-- DOCUMENT EXTRACT --
[Start of Attachment]
This project tests up-cycling of food-grade wastes through mixotrophic algal culture. The wastes, which include fish processing waste, vinasse, and whey permeate—the by-products of fishing/aquaculture, distillation, and cheese making—contain high organic and inorganic C, N, and P. Tests with phytoplankton commonly used as aquaculture feeds have shown that the addition of the wastes to the growth medium can augment growth rates and/or biomass yields of some phytoplankton and that the phytoplankton fully remediate the inorganic N and P, and the organic P. However, there are high residual concentrations of organic N that remain inaccessible to the algae.

Tests are currently underway on whether chemical oxidation of the residual N will allow it to be recycled into the culture. Biological remediation is a more attractive alternative, if a second organism that can metabolize the nutrients also produces high-value biomass. This project will test thraustochytrids, heterotrophic protists that are common in marine waters and that are already the focus of active research because of their high quotas of valuable omega-3 fatty acids.

If successful, the project will provide proof of concept for a novel means to reduce the problem of waste disposal in aquaculture, coupling it to production of high-grade feeds/foodstuffs, and thereby reducing fishing pressure on wild stocks of fish.

• The candidate should have strong quantitative skills and, preferably, experience with culturing microorganisms and relevant analytical techniques. These include knowledge of chlorophyll fluorescence techniques (active fluorescence measurements and flow cytometry), biochemical analyses, and data management.
• The ability to program in Python or R is a significant asset.
• The candidate should also demonstrate the ability to work independently but within a highly-coordinated and collaborative lab group. This requires a sense of responsibility to the team as well as good communication skills.
[End of Attachment]
-- TASK A --
Reproduce everything in the algal up-cycling project description from "Tests are currently" down to "omega-3 fatty acids.", swapping "Biological remediation" for "Microbial remediation".
-- TASK B --
According to the algal up-cycling project description, which three food-grade wastes does the project test?

-- RECORDS PROVIDED --
[Start of Attachment]
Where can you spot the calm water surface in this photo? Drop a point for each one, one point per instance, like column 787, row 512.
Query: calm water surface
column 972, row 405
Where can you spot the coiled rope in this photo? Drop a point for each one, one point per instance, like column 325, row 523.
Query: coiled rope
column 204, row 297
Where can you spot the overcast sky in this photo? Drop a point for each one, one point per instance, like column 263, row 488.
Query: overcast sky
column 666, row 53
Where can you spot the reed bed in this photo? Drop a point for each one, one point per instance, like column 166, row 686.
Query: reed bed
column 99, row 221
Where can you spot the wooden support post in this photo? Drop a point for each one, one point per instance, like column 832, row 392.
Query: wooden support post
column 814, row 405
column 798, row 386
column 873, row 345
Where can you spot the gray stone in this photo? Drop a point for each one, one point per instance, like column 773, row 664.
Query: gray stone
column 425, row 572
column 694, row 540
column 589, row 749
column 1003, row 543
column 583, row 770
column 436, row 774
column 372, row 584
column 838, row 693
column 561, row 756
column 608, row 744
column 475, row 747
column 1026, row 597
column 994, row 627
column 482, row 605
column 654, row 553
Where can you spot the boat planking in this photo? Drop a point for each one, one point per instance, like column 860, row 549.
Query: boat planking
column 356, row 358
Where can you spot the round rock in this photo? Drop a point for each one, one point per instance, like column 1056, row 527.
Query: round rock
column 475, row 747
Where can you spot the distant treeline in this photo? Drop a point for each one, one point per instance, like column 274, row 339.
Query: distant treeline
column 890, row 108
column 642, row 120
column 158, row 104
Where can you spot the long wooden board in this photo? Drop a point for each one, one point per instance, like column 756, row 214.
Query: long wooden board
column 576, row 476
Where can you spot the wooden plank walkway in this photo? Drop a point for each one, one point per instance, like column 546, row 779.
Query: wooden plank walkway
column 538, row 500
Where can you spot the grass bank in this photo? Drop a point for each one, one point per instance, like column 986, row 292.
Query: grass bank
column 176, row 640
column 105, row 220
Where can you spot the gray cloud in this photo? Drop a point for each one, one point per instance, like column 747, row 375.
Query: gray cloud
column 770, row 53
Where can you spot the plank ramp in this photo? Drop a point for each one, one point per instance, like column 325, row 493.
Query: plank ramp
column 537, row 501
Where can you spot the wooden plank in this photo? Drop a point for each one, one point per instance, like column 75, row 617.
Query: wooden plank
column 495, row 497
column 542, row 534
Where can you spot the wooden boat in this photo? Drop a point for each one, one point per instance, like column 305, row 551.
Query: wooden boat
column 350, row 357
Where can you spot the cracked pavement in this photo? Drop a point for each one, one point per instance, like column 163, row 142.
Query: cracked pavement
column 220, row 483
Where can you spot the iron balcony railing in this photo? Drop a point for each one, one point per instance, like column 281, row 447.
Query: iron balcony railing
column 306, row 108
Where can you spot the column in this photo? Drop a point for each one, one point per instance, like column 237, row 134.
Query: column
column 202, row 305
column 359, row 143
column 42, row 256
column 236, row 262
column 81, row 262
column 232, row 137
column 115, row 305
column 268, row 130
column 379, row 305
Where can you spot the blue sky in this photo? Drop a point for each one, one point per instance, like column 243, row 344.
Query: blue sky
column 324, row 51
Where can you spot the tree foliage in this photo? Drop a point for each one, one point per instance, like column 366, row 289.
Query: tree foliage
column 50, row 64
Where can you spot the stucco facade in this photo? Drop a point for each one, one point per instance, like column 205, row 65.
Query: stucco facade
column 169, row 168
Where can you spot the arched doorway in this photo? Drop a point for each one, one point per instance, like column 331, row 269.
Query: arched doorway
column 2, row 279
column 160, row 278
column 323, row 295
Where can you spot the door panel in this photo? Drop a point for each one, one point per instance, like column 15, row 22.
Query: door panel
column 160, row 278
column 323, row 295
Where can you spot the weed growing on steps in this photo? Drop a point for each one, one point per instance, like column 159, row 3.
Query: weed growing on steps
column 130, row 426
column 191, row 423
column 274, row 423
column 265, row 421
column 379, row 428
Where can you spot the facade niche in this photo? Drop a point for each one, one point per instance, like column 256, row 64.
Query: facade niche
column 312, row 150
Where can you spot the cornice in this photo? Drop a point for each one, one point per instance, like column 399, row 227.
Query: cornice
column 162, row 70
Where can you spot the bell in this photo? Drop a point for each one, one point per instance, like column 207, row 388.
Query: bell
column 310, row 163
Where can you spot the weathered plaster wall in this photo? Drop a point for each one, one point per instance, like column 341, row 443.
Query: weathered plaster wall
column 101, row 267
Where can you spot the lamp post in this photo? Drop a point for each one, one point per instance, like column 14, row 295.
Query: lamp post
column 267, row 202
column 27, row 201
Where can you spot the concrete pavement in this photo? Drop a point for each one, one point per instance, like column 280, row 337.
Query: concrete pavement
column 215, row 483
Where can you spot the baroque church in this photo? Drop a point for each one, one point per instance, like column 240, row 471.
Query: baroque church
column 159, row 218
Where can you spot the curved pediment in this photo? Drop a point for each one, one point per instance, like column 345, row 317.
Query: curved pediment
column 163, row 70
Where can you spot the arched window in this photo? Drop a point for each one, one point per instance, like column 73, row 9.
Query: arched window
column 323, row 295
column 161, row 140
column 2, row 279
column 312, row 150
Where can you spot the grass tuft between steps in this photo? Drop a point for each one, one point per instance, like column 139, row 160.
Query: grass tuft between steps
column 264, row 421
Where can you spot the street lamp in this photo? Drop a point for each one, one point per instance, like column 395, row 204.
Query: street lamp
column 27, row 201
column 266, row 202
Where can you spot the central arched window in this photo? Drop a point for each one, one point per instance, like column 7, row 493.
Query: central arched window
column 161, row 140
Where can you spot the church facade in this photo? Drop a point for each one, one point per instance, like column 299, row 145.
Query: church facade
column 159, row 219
[End of Attachment]
-- EXERCISE SOLUTION A --
Tests are currently underway on whether chemical oxidation of the residual N will allow it to be recycled into the culture. Microbial remediation is a more attractive alternative, if a second organism that can metabolize the nutrients also produces high-value biomass. This project will test thraustochytrids, heterotrophic protists that are common in marine waters and that are already the focus of active research because of their high quotas of valuable omega-3 fatty acids.

-- EXERCISE SOLUTION B --
Fish processing waste, vinasse, and whey permeate.